(Collection entries)

******************************

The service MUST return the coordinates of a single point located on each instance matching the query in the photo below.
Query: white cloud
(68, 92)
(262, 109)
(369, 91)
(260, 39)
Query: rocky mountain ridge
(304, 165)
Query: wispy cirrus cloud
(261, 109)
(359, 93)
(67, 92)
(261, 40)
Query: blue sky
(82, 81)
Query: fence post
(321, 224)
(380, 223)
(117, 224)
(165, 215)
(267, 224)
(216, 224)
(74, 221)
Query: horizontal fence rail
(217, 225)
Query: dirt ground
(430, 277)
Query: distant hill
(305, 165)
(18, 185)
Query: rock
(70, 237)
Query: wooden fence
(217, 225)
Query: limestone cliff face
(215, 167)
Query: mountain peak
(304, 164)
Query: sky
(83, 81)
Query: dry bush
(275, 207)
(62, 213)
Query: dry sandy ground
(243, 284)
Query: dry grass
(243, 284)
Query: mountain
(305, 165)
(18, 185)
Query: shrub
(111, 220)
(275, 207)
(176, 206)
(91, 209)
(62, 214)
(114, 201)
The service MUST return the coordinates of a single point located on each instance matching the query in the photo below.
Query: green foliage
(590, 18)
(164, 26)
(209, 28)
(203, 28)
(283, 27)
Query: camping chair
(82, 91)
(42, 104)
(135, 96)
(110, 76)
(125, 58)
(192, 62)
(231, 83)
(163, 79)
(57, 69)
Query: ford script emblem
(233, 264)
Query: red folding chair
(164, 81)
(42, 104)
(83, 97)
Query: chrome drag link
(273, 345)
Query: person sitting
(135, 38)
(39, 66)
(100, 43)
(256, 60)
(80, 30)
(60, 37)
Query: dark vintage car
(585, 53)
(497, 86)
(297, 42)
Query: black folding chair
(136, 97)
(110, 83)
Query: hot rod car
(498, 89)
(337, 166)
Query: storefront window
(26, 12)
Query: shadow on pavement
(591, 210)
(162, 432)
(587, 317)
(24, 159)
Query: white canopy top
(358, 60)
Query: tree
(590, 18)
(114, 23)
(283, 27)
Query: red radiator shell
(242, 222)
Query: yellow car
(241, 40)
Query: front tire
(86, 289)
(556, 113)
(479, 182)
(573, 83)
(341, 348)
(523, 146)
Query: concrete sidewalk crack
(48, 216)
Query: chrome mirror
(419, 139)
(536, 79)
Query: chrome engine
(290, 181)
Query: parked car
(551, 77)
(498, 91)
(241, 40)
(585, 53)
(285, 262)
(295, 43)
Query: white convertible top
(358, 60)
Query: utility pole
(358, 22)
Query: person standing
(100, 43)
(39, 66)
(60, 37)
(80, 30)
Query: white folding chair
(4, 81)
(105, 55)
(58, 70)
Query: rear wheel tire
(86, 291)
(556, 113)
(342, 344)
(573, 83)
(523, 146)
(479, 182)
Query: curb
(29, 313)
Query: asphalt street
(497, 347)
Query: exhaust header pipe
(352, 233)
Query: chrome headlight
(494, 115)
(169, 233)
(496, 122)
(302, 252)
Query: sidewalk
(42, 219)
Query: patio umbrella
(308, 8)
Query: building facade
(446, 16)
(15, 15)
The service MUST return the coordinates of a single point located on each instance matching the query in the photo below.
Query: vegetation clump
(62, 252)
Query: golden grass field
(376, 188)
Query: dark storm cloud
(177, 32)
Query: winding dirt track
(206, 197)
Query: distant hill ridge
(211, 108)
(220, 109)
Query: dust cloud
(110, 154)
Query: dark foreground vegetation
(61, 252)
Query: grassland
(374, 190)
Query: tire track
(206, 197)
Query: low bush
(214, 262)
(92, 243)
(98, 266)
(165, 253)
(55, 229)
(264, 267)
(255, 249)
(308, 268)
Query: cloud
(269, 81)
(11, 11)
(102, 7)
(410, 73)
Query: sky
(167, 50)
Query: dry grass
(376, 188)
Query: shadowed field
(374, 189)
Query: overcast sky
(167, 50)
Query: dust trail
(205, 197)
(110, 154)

******************************

- Exercise goal: Each entry above should be repeated exactly, with no line left out.

- Answer section:
The service MUST return the coordinates of a single point located on each instance matching the query in the photo below.
Query: white cloud
(68, 92)
(262, 109)
(369, 91)
(260, 39)
Query: rocky mountain ridge
(304, 165)
Query: wispy cirrus cloud
(261, 109)
(359, 93)
(67, 92)
(261, 40)
Query: blue sky
(82, 81)
Query: fence post
(321, 224)
(380, 223)
(117, 224)
(165, 215)
(267, 224)
(216, 224)
(74, 221)
Query: horizontal fence rail
(217, 225)
Query: dirt ground
(430, 277)
Query: distant hill
(305, 165)
(18, 185)
Query: rock
(70, 237)
Query: wooden fence
(217, 225)
Query: limestone cliff face
(215, 167)
Query: mountain peak
(304, 164)
Query: sky
(83, 81)
Query: dry bush
(275, 207)
(62, 213)
Query: dry sandy ground
(243, 284)
Query: dry grass
(243, 284)
Query: mountain
(305, 165)
(18, 185)
Query: shrub
(111, 220)
(275, 207)
(176, 206)
(91, 209)
(62, 214)
(114, 201)
The service MUST return the coordinates of a single point located on each instance matching the query in the photo below.
Query: green foliage
(590, 18)
(164, 26)
(209, 28)
(203, 28)
(283, 27)
Query: camping chair
(82, 91)
(42, 104)
(135, 96)
(110, 76)
(125, 58)
(192, 62)
(231, 83)
(163, 79)
(57, 69)
Query: ford script emblem
(233, 264)
Query: red folding chair
(164, 81)
(42, 104)
(83, 97)
Query: chrome drag link
(273, 345)
Query: person sitting
(135, 38)
(39, 66)
(100, 43)
(256, 60)
(80, 30)
(60, 37)
Query: dark vintage car
(585, 53)
(497, 86)
(297, 42)
Query: black folding chair
(136, 97)
(110, 83)
Query: hot rod car
(498, 89)
(337, 166)
Query: storefront window
(26, 12)
Query: shadow on pavement
(591, 210)
(162, 432)
(587, 317)
(24, 159)
Query: white canopy top
(358, 60)
Query: tree
(590, 18)
(114, 23)
(283, 27)
Query: red radiator shell
(242, 222)
Query: yellow car
(241, 40)
Query: front tire
(86, 289)
(556, 113)
(479, 182)
(573, 83)
(341, 348)
(523, 146)
Query: concrete sidewalk crack
(48, 216)
Query: chrome mirror
(419, 139)
(536, 79)
Query: chrome engine
(290, 181)
Query: parked car
(551, 77)
(498, 91)
(241, 40)
(585, 53)
(285, 262)
(295, 43)
Query: white convertible top
(358, 60)
Query: utility pole
(358, 22)
Query: person standing
(100, 43)
(39, 66)
(60, 37)
(80, 30)
Query: white folding chair
(4, 81)
(105, 55)
(58, 70)
Query: rear wheel tire
(86, 291)
(556, 113)
(342, 344)
(573, 83)
(523, 146)
(479, 182)
Query: curb
(29, 313)
Query: asphalt street
(497, 347)
Query: exhaust header pipe
(352, 233)
Query: chrome headlight
(494, 115)
(169, 233)
(496, 122)
(302, 252)
Query: sidewalk
(42, 219)
Query: patio umbrella
(308, 8)
Query: building facade
(446, 16)
(15, 15)
The service MUST return the coordinates of a single point located on each instance matching the query in the photo below.
Query: vegetation clump
(62, 252)
Query: golden grass field
(376, 188)
Query: dark storm cloud
(177, 32)
Query: winding dirt track
(206, 197)
Query: distant hill ridge
(211, 108)
(220, 109)
Query: dust cloud
(110, 154)
Query: dark foreground vegetation
(61, 252)
Query: grassland
(374, 190)
Query: tire track
(206, 197)
Query: low bush
(214, 262)
(92, 243)
(98, 266)
(165, 253)
(55, 229)
(264, 267)
(255, 249)
(308, 268)
Query: cloud
(269, 81)
(11, 11)
(102, 7)
(410, 73)
Query: sky
(167, 50)
Query: dry grass
(376, 188)
Query: shadowed field
(374, 189)
Query: overcast sky
(167, 50)
Query: dust trail
(205, 197)
(110, 154)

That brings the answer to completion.